• **Written request**
Swap "vertical blind" for "window blind" in the lines from the one with "Does the image above contain any ceiling fan?" to the one with "left=514, top=274, right=640, bottom=451". Return only those lines, with everything else left as it is.

--- Begin Records provided ---

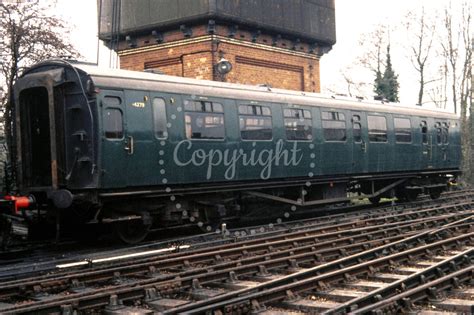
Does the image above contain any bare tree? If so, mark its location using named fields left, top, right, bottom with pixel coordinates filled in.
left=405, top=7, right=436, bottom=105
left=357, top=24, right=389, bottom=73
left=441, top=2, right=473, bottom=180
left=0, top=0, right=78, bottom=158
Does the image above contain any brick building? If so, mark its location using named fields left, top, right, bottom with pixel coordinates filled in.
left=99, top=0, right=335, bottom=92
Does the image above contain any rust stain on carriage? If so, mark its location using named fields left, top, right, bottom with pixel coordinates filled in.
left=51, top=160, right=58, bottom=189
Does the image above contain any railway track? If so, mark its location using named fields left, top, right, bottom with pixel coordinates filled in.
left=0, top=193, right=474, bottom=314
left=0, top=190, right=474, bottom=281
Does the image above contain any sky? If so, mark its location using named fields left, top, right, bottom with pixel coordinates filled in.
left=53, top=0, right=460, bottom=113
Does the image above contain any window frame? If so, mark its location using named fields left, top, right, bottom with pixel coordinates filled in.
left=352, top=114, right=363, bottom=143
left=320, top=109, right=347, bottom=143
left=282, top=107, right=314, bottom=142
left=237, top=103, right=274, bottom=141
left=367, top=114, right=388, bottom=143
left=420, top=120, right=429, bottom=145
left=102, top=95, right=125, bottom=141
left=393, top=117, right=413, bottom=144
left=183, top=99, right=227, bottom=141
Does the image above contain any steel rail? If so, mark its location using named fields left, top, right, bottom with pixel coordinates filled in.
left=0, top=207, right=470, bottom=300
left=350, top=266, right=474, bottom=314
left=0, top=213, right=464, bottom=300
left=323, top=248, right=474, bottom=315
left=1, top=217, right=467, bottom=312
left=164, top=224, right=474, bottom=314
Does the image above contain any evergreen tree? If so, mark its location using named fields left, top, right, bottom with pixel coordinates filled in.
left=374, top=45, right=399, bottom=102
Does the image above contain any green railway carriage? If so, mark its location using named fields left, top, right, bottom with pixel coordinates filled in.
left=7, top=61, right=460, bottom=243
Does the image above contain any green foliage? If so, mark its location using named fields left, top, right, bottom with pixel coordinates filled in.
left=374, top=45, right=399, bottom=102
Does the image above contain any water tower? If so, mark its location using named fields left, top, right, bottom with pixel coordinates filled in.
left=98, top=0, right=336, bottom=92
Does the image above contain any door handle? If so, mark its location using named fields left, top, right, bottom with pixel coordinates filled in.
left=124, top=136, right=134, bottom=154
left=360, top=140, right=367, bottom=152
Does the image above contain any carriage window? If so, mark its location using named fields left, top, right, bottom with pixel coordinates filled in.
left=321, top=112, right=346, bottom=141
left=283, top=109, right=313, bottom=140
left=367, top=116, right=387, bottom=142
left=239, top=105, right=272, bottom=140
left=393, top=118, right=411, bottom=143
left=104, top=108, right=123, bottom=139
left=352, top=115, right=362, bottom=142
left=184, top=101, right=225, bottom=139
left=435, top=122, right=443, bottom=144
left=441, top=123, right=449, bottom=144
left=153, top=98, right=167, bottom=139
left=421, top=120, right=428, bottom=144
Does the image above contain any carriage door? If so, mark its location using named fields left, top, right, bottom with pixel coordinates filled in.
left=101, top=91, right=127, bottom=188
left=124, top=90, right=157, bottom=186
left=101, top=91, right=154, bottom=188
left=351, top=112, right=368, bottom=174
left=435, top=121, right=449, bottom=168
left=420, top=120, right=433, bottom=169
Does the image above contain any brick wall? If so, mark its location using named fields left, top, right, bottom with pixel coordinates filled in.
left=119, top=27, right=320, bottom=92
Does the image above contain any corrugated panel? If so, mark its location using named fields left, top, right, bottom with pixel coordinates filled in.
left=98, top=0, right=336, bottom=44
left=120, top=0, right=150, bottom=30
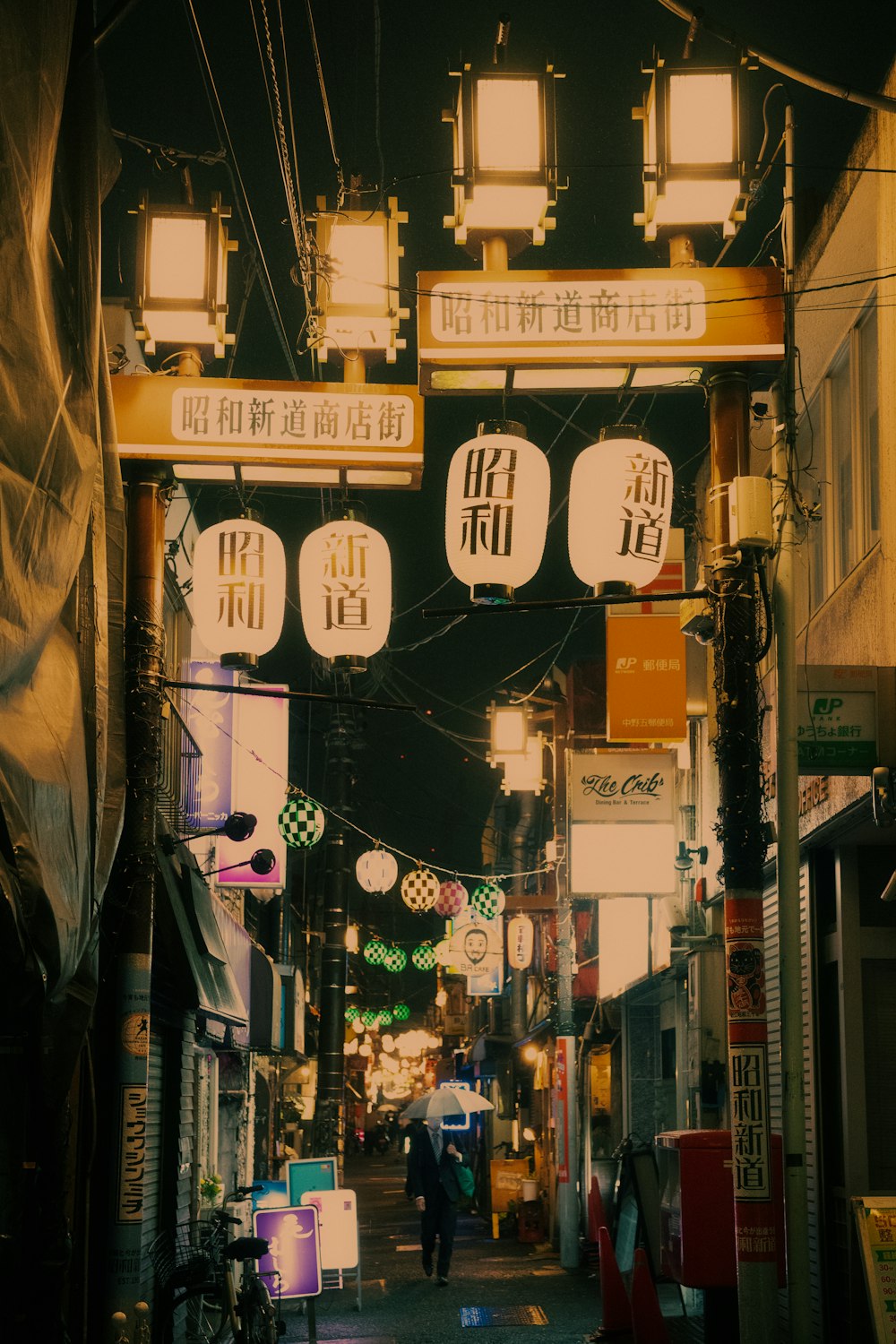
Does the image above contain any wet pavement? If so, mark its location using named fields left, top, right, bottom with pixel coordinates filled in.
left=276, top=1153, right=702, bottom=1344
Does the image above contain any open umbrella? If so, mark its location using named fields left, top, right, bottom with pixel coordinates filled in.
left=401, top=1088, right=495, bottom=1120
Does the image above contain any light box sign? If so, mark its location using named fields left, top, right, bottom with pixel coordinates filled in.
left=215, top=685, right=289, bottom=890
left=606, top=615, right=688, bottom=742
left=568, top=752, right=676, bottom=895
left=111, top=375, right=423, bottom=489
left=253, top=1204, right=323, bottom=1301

--- End Records provided ---
--- Begin Records provided ---

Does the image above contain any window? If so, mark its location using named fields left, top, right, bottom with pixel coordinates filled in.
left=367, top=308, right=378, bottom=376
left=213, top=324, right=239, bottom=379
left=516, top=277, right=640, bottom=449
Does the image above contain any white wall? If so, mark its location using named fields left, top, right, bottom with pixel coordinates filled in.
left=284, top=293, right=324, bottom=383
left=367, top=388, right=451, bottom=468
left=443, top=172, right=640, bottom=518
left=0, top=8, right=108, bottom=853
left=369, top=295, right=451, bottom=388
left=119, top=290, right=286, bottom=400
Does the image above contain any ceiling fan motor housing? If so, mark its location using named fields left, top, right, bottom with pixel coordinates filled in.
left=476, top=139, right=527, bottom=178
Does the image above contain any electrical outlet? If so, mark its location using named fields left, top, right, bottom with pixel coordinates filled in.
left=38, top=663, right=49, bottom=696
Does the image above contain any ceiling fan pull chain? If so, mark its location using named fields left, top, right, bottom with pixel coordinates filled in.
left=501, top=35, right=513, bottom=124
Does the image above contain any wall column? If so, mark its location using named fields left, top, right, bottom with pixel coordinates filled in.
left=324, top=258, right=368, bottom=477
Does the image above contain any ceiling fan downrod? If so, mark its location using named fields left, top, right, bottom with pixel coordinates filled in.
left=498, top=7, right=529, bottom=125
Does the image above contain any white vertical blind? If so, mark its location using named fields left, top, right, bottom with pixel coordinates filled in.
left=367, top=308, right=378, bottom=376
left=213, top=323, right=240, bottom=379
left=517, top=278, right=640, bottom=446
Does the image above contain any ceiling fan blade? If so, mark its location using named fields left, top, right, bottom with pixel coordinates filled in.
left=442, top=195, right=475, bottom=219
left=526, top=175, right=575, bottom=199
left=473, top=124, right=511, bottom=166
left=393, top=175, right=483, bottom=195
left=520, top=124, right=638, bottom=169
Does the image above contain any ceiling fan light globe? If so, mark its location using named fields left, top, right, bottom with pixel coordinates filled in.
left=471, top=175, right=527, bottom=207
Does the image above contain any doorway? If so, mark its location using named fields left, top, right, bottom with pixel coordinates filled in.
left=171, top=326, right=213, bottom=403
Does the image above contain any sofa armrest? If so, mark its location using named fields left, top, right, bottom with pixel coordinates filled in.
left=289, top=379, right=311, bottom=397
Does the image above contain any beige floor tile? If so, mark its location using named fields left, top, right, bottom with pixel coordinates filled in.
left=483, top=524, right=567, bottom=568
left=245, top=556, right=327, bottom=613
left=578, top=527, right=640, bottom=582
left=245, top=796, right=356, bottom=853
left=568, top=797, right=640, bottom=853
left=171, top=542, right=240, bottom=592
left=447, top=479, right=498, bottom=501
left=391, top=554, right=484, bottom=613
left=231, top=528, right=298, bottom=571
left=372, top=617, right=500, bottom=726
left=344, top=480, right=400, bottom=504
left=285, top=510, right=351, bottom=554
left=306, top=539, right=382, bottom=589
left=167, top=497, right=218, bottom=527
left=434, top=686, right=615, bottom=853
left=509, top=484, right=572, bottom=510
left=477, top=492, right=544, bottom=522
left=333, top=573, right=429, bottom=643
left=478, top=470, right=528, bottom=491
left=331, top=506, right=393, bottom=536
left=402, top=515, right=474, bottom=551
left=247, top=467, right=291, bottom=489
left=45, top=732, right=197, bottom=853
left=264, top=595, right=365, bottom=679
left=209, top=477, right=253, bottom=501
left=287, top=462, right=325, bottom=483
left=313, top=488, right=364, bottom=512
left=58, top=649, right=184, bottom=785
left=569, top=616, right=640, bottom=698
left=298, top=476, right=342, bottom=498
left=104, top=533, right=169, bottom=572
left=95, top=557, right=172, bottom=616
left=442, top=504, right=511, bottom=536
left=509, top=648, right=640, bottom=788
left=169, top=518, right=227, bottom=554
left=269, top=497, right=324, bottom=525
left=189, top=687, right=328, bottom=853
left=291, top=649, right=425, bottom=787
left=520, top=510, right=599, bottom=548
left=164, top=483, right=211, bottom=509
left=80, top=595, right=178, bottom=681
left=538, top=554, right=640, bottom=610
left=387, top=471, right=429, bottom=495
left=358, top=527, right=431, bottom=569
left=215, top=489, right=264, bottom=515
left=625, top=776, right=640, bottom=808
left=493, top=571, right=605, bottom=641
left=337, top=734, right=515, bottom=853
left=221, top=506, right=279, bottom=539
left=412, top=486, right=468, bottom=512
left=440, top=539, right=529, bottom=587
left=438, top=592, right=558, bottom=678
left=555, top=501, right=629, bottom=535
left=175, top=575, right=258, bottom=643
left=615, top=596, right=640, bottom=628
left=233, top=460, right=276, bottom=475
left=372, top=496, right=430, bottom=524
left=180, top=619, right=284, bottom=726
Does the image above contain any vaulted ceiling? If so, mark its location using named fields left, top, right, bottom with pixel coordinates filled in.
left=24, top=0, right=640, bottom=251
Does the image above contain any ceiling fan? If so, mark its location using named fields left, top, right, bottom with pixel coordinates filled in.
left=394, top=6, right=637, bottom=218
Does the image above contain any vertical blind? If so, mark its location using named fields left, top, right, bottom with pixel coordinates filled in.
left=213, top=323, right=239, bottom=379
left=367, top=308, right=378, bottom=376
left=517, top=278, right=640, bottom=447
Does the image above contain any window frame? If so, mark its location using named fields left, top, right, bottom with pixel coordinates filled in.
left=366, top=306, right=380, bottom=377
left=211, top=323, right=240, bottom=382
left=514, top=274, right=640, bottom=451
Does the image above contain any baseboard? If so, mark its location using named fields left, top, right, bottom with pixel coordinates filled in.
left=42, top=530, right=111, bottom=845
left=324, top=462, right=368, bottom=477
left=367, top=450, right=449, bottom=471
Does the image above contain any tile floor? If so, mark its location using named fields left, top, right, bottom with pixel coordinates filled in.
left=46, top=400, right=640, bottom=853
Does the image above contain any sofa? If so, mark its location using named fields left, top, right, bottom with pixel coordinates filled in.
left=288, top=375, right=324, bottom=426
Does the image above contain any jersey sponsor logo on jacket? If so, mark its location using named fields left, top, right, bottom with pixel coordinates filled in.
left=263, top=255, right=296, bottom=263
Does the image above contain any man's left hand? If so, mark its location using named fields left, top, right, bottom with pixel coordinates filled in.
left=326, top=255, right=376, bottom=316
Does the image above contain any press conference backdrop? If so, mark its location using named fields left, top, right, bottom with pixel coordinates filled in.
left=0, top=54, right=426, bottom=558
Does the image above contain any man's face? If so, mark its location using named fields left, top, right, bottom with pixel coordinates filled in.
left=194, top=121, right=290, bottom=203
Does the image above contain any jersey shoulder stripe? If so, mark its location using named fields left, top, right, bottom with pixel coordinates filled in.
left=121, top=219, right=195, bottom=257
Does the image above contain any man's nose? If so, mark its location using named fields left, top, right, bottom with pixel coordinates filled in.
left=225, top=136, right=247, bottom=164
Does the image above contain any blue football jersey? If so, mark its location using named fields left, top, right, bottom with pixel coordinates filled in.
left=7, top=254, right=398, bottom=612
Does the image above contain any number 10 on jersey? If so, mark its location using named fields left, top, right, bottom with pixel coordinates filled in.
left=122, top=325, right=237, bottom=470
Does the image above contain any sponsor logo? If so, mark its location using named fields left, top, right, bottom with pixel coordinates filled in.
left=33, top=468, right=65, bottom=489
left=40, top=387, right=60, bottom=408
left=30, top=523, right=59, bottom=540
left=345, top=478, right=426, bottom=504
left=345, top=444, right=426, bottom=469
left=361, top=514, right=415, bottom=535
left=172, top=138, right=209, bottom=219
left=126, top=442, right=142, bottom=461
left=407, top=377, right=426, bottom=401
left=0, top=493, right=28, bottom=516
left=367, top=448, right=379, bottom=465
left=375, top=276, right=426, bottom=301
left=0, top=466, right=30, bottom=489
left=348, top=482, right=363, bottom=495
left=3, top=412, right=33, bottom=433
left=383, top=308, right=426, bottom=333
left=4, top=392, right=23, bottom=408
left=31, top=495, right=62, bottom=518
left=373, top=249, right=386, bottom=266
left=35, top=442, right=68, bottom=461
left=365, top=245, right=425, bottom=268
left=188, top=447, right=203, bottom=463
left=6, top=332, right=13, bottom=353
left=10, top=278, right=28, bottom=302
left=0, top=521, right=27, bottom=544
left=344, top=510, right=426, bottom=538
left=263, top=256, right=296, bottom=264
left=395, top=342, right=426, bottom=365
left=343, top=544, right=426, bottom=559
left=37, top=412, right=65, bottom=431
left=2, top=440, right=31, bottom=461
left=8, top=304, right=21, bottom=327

--- End Records provided ---
--- Begin Records provided ---

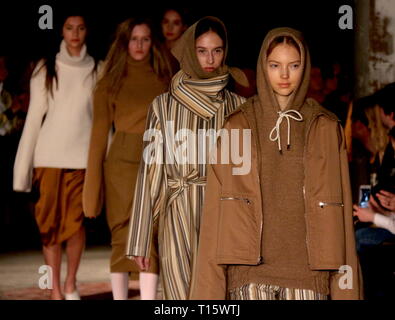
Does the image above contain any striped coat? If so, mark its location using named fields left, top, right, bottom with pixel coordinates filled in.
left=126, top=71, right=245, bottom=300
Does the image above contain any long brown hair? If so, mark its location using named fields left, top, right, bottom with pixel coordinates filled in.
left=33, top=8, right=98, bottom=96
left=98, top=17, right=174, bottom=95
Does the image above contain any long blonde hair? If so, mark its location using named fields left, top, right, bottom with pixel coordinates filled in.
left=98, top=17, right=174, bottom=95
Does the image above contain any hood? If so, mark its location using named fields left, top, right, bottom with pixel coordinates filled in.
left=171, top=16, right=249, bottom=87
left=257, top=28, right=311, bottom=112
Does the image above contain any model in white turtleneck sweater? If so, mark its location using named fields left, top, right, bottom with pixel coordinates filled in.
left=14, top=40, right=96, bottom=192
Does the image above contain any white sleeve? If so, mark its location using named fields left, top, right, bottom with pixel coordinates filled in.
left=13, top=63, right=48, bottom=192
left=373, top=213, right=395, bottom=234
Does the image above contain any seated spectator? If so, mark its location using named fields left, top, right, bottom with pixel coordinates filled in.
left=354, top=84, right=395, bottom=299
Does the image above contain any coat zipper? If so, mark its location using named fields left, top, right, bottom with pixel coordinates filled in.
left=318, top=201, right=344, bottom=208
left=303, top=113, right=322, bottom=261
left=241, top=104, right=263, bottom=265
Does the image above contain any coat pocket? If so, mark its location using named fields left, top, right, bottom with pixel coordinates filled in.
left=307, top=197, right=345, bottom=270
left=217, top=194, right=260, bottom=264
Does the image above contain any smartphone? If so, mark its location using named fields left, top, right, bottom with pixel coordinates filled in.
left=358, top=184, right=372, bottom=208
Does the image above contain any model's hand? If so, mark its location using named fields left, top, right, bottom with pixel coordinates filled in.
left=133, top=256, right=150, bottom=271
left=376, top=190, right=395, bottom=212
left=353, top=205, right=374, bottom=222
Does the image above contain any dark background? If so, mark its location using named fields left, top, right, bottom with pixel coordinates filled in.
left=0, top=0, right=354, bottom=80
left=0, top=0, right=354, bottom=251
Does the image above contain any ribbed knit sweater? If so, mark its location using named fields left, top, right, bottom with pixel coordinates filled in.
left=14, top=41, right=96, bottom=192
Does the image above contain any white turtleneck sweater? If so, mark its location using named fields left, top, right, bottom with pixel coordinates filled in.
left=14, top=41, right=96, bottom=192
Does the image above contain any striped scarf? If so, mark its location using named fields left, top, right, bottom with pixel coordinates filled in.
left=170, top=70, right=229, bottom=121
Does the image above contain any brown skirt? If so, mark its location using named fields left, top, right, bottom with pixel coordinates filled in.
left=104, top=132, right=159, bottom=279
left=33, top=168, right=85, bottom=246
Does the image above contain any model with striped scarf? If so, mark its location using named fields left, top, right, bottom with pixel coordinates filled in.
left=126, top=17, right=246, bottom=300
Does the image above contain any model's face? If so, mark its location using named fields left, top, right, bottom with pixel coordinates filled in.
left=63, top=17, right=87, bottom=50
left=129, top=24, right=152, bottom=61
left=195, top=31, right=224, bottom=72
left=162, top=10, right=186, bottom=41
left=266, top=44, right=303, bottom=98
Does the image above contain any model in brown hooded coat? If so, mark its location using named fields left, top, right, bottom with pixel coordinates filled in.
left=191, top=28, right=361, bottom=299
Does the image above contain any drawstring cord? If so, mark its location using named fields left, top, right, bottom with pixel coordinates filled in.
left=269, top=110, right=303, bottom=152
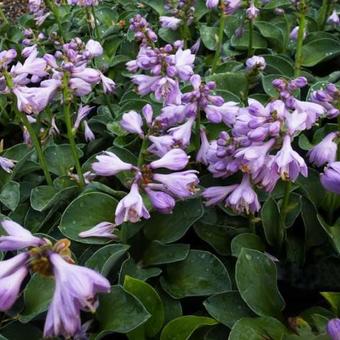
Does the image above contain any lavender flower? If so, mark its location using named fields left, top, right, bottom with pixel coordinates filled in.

--- End Records provided ---

• **Right answer**
Does the image above contain any ceiling fan? If so, mark its location using named fields left, top, right, bottom with pixel coordinates filled in.
left=394, top=6, right=637, bottom=218
Does the image above contain any window blind? If so, mark its location using named fields left, top, right, bottom with pixel coordinates filled in.
left=213, top=323, right=239, bottom=379
left=367, top=308, right=378, bottom=376
left=517, top=278, right=640, bottom=447
Does the image above contain any window frame? If so, mark its location using named fields left, top, right, bottom with pixel coordinates filled in.
left=366, top=306, right=380, bottom=377
left=211, top=323, right=240, bottom=382
left=514, top=274, right=640, bottom=451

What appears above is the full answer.